Bounding-box records
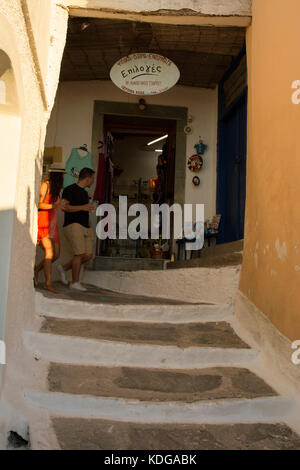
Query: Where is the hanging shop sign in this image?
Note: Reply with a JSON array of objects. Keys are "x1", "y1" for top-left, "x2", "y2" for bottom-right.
[
  {"x1": 187, "y1": 154, "x2": 203, "y2": 172},
  {"x1": 110, "y1": 52, "x2": 180, "y2": 96}
]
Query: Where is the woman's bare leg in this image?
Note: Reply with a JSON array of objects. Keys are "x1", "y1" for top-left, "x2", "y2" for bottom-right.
[{"x1": 41, "y1": 238, "x2": 58, "y2": 294}]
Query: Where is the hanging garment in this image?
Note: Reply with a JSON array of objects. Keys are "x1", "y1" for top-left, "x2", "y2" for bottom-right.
[
  {"x1": 94, "y1": 138, "x2": 105, "y2": 204},
  {"x1": 64, "y1": 148, "x2": 94, "y2": 188}
]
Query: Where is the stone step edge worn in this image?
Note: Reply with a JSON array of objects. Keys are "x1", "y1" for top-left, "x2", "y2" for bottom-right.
[
  {"x1": 23, "y1": 331, "x2": 259, "y2": 369},
  {"x1": 24, "y1": 390, "x2": 296, "y2": 424}
]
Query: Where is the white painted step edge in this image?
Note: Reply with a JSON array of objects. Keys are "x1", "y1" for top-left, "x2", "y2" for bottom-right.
[
  {"x1": 24, "y1": 331, "x2": 259, "y2": 369},
  {"x1": 35, "y1": 292, "x2": 233, "y2": 323},
  {"x1": 25, "y1": 391, "x2": 295, "y2": 424}
]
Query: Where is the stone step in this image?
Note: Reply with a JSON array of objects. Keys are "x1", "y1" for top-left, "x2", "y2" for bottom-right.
[
  {"x1": 52, "y1": 418, "x2": 300, "y2": 452},
  {"x1": 24, "y1": 331, "x2": 259, "y2": 369},
  {"x1": 40, "y1": 317, "x2": 249, "y2": 349},
  {"x1": 167, "y1": 252, "x2": 243, "y2": 269},
  {"x1": 24, "y1": 390, "x2": 296, "y2": 424},
  {"x1": 48, "y1": 363, "x2": 277, "y2": 403},
  {"x1": 93, "y1": 256, "x2": 168, "y2": 271},
  {"x1": 35, "y1": 290, "x2": 233, "y2": 323}
]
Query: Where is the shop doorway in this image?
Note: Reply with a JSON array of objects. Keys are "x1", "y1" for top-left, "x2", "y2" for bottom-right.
[{"x1": 96, "y1": 114, "x2": 176, "y2": 259}]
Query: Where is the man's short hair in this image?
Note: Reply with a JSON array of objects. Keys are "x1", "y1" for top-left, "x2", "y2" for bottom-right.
[{"x1": 78, "y1": 168, "x2": 95, "y2": 180}]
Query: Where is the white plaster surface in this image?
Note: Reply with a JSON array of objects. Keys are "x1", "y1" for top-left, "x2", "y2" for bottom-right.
[
  {"x1": 84, "y1": 266, "x2": 240, "y2": 304},
  {"x1": 60, "y1": 0, "x2": 252, "y2": 16},
  {"x1": 46, "y1": 80, "x2": 217, "y2": 218}
]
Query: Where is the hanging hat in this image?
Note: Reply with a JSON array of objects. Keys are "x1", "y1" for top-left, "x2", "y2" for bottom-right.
[{"x1": 48, "y1": 162, "x2": 66, "y2": 173}]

§ Set exercise
Please write out the records above again with every "top-left" renamed to "upper-left" and everything else left unchanged, omitting the pictures.

§ Exercise result
Query: Where is the hanging shop sign in this image?
Note: Reply with a JSON array of objects. Keys are "x1", "y1" for upper-left, "x2", "y2" for bottom-right.
[
  {"x1": 187, "y1": 154, "x2": 203, "y2": 172},
  {"x1": 110, "y1": 52, "x2": 180, "y2": 96}
]
Query: Where is the woman's bare leg in this image?
Note: Reply with a JSON array of objects. Keys are "x1", "y1" for upper-left, "x2", "y2" for bottom-right.
[{"x1": 41, "y1": 238, "x2": 58, "y2": 294}]
Query: Where is the hanging garment in this image?
Note: Reply with a JSON array of objects. Keys are "x1", "y1" for upper-left, "x2", "y2" for bottom-right.
[
  {"x1": 94, "y1": 138, "x2": 105, "y2": 204},
  {"x1": 64, "y1": 148, "x2": 94, "y2": 188}
]
Query: Where is the stone step edge worn in this image?
Note: Reply with a JSON array of objects. Keys are "x1", "y1" for upper-left, "x2", "y2" for bottom-right.
[
  {"x1": 23, "y1": 331, "x2": 259, "y2": 369},
  {"x1": 24, "y1": 390, "x2": 296, "y2": 424}
]
Query: Where is the white painted step edge in this image?
Note: Reply with a JSON array of objects. Keys are "x1", "y1" for upper-left, "x2", "y2" for bottom-right.
[
  {"x1": 24, "y1": 331, "x2": 259, "y2": 369},
  {"x1": 35, "y1": 292, "x2": 233, "y2": 323},
  {"x1": 25, "y1": 391, "x2": 295, "y2": 424}
]
Query: Where is the stone step in this image?
Note: Reply with a JSON array of objects. Keys are "x1", "y1" for upper-left, "x2", "y2" for bottom-right.
[
  {"x1": 52, "y1": 418, "x2": 300, "y2": 452},
  {"x1": 24, "y1": 331, "x2": 259, "y2": 369},
  {"x1": 40, "y1": 317, "x2": 249, "y2": 349},
  {"x1": 167, "y1": 252, "x2": 243, "y2": 269},
  {"x1": 24, "y1": 390, "x2": 296, "y2": 424},
  {"x1": 48, "y1": 363, "x2": 277, "y2": 403},
  {"x1": 93, "y1": 256, "x2": 168, "y2": 271},
  {"x1": 35, "y1": 290, "x2": 233, "y2": 323}
]
Query: Where is the shop doorway in this image?
Note: Reply with a JSON array of objects. Keys are "x1", "y1" for upper-left, "x2", "y2" for bottom-right.
[{"x1": 96, "y1": 114, "x2": 176, "y2": 259}]
Query: Where is the man's short hair in this image?
Note: Reply with a JSON array of objects. Keys are "x1", "y1" for upper-left, "x2", "y2" for bottom-right.
[{"x1": 78, "y1": 168, "x2": 95, "y2": 180}]
Query: Where is the white plaster surface in this image?
Note: Reply with a JSON array of objects. Keys are "x1", "y1" for upper-left, "x2", "y2" for bottom-right.
[
  {"x1": 84, "y1": 266, "x2": 240, "y2": 304},
  {"x1": 60, "y1": 0, "x2": 252, "y2": 16},
  {"x1": 46, "y1": 80, "x2": 217, "y2": 218}
]
Query: Where is the hanging hat in this image?
Note: Reply with a JSON array of objects. Keys are "x1", "y1" for upper-left, "x2", "y2" for bottom-right.
[{"x1": 48, "y1": 162, "x2": 66, "y2": 173}]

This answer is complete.